__WHAT IS REQUIRED__: In the stretch from the line containing "In this exercise you will find the eyeglasses" through the end of the material, rename "instance" to "occurrence" and give those lines back with nothing else altered.
* * * * * * *
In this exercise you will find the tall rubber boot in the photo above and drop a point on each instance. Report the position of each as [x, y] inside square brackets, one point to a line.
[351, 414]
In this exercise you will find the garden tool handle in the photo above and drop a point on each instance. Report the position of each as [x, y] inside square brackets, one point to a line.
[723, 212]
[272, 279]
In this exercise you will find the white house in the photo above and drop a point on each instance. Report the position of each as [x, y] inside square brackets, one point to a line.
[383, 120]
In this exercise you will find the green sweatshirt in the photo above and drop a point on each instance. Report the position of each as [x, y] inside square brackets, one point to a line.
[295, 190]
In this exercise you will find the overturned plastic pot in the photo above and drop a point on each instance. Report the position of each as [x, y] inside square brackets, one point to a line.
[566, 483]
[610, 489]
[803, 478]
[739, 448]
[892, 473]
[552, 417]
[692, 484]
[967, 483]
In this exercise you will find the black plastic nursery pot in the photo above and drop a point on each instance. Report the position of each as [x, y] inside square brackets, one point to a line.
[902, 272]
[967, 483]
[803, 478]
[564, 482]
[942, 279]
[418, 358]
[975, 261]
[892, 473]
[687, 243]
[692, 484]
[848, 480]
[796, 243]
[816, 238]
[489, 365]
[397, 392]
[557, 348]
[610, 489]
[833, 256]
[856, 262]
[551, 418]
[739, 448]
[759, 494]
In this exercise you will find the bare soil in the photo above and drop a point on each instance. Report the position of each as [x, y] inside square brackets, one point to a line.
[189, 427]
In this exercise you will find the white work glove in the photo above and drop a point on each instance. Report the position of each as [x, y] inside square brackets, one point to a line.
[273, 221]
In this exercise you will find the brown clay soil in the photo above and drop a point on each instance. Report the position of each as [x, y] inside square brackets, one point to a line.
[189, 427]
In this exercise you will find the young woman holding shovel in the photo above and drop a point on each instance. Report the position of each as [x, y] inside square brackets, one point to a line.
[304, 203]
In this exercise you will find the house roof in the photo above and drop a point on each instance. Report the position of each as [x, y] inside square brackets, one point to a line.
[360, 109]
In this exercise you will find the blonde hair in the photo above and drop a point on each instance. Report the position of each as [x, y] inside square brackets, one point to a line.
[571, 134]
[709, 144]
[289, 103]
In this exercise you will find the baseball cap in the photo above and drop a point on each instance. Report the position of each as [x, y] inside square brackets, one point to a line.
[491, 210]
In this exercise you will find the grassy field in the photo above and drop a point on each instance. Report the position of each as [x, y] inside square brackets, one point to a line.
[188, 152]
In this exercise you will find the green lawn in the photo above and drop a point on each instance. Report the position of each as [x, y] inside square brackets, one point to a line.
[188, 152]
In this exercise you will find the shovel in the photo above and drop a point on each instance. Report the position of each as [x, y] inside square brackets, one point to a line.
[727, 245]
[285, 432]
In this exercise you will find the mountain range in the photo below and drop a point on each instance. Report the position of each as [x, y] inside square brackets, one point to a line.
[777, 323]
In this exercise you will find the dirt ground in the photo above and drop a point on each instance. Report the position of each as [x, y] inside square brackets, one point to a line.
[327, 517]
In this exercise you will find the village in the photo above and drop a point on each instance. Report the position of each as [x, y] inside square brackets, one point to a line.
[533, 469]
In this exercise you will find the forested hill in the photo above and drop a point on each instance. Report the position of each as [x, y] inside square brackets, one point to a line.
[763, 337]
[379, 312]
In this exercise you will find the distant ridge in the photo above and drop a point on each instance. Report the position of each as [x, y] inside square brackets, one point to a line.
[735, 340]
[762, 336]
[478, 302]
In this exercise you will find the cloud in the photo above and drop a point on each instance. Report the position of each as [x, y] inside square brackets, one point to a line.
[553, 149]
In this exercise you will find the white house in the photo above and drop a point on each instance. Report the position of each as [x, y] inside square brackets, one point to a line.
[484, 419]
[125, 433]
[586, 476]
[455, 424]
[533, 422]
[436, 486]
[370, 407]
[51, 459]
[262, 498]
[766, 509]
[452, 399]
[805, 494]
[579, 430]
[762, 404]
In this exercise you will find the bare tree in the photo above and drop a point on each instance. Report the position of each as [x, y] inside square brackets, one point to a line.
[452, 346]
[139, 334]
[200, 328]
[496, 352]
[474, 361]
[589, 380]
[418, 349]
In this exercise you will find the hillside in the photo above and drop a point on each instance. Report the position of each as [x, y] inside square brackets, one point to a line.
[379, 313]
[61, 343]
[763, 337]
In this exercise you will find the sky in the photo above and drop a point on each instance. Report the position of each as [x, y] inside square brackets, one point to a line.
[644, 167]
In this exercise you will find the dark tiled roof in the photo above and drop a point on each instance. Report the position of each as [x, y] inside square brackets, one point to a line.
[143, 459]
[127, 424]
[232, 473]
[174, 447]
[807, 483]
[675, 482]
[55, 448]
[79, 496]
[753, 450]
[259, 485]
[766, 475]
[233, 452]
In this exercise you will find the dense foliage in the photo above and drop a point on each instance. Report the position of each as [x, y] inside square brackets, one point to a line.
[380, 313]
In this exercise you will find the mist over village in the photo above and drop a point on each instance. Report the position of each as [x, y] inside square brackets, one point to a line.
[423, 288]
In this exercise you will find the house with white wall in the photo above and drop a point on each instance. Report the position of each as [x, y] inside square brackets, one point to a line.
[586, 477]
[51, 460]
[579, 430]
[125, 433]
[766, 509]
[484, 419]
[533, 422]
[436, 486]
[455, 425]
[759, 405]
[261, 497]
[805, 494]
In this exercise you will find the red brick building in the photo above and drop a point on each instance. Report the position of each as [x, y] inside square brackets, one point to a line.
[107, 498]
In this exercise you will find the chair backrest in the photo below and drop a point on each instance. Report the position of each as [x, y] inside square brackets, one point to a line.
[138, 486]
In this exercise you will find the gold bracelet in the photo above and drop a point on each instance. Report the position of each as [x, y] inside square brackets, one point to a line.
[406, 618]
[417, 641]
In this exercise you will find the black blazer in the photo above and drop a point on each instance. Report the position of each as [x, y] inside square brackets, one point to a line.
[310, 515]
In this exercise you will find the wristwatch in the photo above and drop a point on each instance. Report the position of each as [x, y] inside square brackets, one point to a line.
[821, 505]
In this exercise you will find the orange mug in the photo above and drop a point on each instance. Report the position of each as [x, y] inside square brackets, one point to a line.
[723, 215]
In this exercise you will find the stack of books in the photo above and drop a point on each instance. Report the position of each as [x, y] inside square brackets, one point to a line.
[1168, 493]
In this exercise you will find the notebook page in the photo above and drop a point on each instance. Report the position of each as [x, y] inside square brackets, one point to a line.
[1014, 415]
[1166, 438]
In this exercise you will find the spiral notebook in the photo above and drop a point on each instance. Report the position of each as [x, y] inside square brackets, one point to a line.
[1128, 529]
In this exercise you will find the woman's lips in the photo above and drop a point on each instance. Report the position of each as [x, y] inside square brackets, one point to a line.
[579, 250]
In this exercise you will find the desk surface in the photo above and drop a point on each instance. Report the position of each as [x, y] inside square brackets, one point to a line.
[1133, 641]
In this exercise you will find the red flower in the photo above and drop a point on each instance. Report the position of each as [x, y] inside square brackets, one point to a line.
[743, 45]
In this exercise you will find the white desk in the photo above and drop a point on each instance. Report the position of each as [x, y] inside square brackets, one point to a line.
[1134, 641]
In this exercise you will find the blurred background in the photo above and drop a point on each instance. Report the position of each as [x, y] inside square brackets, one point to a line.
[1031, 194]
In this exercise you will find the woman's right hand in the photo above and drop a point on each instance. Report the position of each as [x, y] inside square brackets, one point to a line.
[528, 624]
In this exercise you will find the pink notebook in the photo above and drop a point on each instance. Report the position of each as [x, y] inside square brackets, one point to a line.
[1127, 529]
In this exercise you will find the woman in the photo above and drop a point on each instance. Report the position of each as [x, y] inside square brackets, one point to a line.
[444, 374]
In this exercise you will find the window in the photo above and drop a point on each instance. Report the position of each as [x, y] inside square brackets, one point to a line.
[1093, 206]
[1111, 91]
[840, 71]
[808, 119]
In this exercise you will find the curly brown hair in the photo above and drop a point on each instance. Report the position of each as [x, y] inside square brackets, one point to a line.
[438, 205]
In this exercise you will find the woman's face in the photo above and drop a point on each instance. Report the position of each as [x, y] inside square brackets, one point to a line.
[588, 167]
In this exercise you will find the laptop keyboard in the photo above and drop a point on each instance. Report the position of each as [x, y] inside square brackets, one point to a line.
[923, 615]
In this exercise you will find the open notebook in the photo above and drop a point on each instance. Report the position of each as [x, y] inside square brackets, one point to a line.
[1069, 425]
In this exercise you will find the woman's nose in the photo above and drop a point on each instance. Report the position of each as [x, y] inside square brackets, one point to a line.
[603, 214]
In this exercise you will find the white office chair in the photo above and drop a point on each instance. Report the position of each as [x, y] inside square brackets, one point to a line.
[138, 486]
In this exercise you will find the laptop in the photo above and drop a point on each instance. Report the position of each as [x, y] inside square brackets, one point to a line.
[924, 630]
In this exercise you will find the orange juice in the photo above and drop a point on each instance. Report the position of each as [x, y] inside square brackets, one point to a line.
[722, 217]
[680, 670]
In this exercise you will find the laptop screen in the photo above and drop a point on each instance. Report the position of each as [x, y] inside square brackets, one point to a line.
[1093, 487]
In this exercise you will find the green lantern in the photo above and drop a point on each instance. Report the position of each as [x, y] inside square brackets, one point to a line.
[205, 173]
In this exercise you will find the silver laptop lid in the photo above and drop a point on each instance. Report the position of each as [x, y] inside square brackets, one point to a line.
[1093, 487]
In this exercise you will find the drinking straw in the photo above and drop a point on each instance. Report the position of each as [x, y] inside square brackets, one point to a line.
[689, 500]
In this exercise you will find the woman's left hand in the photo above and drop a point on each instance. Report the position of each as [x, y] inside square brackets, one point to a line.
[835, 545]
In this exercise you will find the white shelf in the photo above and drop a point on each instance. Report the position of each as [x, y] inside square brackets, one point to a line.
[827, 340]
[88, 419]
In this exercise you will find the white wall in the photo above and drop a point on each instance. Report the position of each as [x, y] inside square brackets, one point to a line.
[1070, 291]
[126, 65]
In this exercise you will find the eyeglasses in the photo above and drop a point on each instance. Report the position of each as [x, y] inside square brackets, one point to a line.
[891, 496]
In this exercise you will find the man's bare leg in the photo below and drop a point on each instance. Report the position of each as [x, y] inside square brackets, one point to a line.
* * * * * * *
__TASK ANSWER__:
In this exercise you will find the eyeglasses in the photo above and drop a point on each occurrence. Report the position of each as [x, y] inside square brackets, one point to a line.
[891, 496]
In this exercise you will find the man's bare leg in the photo below and drop a point on each occurrence. Report the position of each as [x, y] inside square brackets, one point to a line.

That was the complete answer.